• DATASET EXTRACT
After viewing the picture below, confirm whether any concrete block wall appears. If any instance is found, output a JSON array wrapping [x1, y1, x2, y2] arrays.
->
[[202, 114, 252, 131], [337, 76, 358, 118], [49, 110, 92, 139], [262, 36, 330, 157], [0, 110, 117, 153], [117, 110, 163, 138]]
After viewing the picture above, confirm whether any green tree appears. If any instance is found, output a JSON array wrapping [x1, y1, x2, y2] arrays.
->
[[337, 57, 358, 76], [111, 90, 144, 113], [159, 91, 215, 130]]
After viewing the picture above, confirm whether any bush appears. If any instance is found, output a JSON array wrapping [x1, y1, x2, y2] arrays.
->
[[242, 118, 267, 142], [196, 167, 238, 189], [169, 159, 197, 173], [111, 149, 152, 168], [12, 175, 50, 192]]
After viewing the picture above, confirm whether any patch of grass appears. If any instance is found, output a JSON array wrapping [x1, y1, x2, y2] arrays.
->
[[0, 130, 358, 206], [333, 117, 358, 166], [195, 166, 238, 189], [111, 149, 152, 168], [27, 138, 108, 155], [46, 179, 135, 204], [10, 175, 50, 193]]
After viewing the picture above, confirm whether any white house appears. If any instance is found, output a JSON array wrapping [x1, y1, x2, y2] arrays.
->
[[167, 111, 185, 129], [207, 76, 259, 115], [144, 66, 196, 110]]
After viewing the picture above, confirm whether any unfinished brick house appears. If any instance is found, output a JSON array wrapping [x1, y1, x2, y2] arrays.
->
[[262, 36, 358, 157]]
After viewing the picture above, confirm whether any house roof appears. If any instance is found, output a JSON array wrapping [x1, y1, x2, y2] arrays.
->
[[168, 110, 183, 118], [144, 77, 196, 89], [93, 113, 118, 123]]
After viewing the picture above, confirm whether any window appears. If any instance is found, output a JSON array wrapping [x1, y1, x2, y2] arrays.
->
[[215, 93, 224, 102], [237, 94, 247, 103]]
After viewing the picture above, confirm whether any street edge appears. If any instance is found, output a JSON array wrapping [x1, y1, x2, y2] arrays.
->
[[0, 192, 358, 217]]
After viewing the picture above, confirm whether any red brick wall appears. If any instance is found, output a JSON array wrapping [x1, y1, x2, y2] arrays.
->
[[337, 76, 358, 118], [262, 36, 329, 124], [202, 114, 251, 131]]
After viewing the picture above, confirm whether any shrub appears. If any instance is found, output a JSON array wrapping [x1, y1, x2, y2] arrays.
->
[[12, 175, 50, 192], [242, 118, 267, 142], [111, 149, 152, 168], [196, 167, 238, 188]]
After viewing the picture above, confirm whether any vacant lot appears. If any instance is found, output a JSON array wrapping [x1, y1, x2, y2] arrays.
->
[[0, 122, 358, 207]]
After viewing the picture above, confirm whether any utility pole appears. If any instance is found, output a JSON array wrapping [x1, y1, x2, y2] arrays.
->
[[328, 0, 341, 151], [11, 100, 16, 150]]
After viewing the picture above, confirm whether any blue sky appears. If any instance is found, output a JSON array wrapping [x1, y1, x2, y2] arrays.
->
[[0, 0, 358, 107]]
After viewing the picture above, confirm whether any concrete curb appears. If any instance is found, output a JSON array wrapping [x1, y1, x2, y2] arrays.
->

• WHAT THIS TASK INVOLVES
Retype each of the entries above word for word, changing nothing.

• EXERCISE RESULT
After viewing the picture below, confirm whether any concrete block wall appears. If any instance is found, output a JSON array wrapping [x1, y1, x2, y2] arrays.
->
[[202, 114, 252, 131], [337, 76, 358, 118], [49, 110, 92, 139], [262, 36, 330, 157], [0, 110, 117, 153], [117, 110, 163, 138]]
After viewing the picture above, confirm whether any green tree appears. If any instance is found, output a JSON array wrapping [x1, y1, x2, y2] arrays.
->
[[337, 57, 358, 76], [111, 90, 144, 113], [159, 91, 215, 130]]
After viewing the picture above, confirm whether any bush appears. If any instance is found, output a JSON array wrapping [x1, y1, x2, y2] arrays.
->
[[242, 118, 267, 142], [196, 167, 238, 189], [169, 159, 197, 173], [111, 149, 152, 168], [12, 175, 50, 192]]
After viewing the picture above, confirm whether any patch of grass appears. If any instance is found, output a JSON array wrapping [x1, y1, x2, y2] arrays.
->
[[0, 130, 358, 206], [333, 117, 358, 166], [195, 166, 238, 189], [111, 149, 152, 168], [27, 138, 108, 155], [46, 179, 135, 204], [10, 175, 50, 193]]
After viewing the picture above, confirm whether any white house appears. If any instance is found, output a JSON array wrapping [x1, y1, x2, y2] arrays.
->
[[167, 111, 185, 129], [207, 76, 259, 115], [144, 66, 196, 110]]
After viewing the picture above, confirm whether any unfinished brick house appears. If any instance is found, output a JSON array wrapping [x1, y1, x2, y2] arrays.
->
[[262, 36, 358, 157]]
After viewing the picture above, confirm whether any house roof appears. If any instance is found, output a JSON array wrapping [x1, y1, x2, y2] arrays.
->
[[168, 110, 183, 118], [144, 77, 196, 89], [93, 113, 118, 123]]
After viewing the picture above, confirm whether any window appears. If any instance is found, output a JSON array wrapping [x1, y1, x2, y2] arrays.
->
[[215, 93, 224, 102], [237, 94, 247, 103]]
After viewing the picture above, confirm whether any street edge appears. If any instance is found, output a JSON array wrapping [x1, y1, x2, y2] arrays.
->
[[0, 192, 358, 217]]
After viewing the picture above, confirm whether any red brick wall appears. If any instance is found, output a JSON array wrapping [x1, y1, x2, y2] arrays.
->
[[337, 76, 358, 118], [262, 36, 329, 124], [202, 114, 251, 131]]
After viewing the picture above, confirm whether any shrub appears. If any instance is found, output a JSON array wrapping [x1, y1, x2, y2] arrays.
->
[[12, 175, 50, 192], [242, 118, 267, 142], [111, 149, 152, 168], [196, 167, 238, 188]]
After viewing the picture above, confirm whether any vacant lot appears. If any instance is found, output a JSON array wrapping [x1, y1, x2, y2] arrays.
->
[[0, 122, 358, 207]]
After viewing the picture above, confirm whether any utility pole appears. If any instance is found, output a JSON array wrapping [x1, y1, x2, y2] arrays.
->
[[328, 0, 341, 151], [11, 100, 16, 150]]
After viewing the picture above, confirm whether any blue sky appears. If any instance is found, output a JSON array wrapping [x1, y1, x2, y2] arrays.
->
[[0, 0, 358, 107]]
After viewing the picture above, confirm whether any concrete curb appears. If any instance is found, output a JSON array wrapping [x1, y1, x2, y2] arrays.
->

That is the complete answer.